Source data
=-=-=-=-=
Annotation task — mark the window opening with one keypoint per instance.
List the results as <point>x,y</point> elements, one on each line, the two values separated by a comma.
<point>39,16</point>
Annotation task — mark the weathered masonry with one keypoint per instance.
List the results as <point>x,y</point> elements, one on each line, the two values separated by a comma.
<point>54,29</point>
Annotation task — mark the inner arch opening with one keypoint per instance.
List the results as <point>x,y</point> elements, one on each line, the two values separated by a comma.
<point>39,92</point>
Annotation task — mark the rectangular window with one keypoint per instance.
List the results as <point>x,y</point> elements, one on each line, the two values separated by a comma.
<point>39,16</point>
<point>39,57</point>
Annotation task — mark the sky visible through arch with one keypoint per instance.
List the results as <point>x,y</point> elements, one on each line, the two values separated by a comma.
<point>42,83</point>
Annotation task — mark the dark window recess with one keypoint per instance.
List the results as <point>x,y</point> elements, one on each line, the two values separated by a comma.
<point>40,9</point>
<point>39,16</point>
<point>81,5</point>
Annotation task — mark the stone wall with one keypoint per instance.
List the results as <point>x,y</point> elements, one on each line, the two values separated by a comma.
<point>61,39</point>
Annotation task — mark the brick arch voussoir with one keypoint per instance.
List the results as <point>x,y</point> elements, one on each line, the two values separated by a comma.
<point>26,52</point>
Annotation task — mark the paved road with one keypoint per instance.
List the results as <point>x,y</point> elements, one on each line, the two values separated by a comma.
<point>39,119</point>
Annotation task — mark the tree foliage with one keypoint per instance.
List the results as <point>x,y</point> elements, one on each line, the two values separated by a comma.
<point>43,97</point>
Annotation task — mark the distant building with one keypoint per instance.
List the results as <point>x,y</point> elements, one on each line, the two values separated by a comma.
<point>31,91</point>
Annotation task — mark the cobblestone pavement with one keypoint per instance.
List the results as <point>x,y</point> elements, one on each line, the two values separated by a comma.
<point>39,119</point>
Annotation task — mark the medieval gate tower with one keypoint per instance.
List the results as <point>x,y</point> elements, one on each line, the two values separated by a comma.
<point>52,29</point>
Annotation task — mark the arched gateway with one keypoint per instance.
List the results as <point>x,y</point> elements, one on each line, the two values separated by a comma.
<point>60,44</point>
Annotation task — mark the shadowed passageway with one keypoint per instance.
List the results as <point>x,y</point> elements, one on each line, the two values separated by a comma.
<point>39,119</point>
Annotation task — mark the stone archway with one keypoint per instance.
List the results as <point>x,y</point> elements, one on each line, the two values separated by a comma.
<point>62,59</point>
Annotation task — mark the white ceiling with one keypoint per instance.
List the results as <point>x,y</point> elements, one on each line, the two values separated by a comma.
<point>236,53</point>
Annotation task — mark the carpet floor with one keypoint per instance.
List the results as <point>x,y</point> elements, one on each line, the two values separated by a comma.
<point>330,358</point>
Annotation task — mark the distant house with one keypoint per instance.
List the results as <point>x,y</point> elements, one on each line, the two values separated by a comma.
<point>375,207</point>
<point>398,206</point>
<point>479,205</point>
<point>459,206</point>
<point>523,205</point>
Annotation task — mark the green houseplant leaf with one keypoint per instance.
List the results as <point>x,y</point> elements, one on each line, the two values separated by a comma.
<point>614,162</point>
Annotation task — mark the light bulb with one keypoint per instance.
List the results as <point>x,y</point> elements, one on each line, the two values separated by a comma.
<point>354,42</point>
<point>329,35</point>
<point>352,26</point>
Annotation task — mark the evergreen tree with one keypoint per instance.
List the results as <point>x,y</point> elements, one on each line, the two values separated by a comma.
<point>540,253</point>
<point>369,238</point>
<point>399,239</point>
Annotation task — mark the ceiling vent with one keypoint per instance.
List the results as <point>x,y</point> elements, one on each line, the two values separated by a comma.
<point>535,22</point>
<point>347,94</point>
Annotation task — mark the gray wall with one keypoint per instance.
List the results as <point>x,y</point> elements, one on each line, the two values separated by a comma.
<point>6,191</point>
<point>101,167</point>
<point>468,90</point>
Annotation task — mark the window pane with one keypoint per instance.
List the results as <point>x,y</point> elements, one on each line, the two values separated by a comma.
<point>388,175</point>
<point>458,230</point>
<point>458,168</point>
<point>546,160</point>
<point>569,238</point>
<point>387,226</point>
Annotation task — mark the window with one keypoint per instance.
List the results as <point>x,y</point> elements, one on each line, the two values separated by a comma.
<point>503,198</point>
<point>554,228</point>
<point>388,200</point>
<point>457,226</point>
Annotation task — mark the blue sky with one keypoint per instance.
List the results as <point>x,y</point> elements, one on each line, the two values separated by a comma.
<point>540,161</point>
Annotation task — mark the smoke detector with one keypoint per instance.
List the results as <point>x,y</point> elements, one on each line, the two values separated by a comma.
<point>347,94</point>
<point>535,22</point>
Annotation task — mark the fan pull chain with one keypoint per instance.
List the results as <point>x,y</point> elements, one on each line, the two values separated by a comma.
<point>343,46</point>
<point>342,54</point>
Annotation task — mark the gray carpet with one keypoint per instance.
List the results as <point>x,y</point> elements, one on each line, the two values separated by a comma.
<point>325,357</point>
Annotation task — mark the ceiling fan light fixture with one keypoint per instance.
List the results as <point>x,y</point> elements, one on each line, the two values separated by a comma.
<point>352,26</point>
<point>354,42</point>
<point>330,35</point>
=-=-=-=-=
■ Requirements ■
Could you quote, exactly as they appear, the line containing "Annotation task — mark the window with" and every line after it to the end of the records above?

■ In response ■
Annotation task — mark the window with one keypoint per instance.
List the results as <point>x,y</point> elements, one on each line, the two values separated by a comma.
<point>503,198</point>
<point>554,228</point>
<point>388,200</point>
<point>457,226</point>
Annotation task — mark the blue sky with one keypoint per instance.
List the results as <point>x,y</point> elements, one on each line, the two values separated by a comma.
<point>540,161</point>
Annotation task — mark the smoke detector with one keypoint per instance.
List the results as <point>x,y</point> elements, one on each line, the two values separated by a comma.
<point>347,94</point>
<point>535,22</point>
Annotation task — mark the fan pull chain with one keypoint per instance.
List the results as <point>x,y</point> elements, one on each line, the two values separated by a comma.
<point>343,46</point>
<point>342,54</point>
Annotation task — mark the gray carpet with one keypoint per instance.
List the results as <point>x,y</point> elements, one on each line, the two values separated by a comma.
<point>325,357</point>
Annotation task — mark the ceiling fan light fixture with one keypoint per instance.
List the results as <point>x,y</point> elements, one on each line, the two values separated by a comma.
<point>352,26</point>
<point>354,42</point>
<point>330,35</point>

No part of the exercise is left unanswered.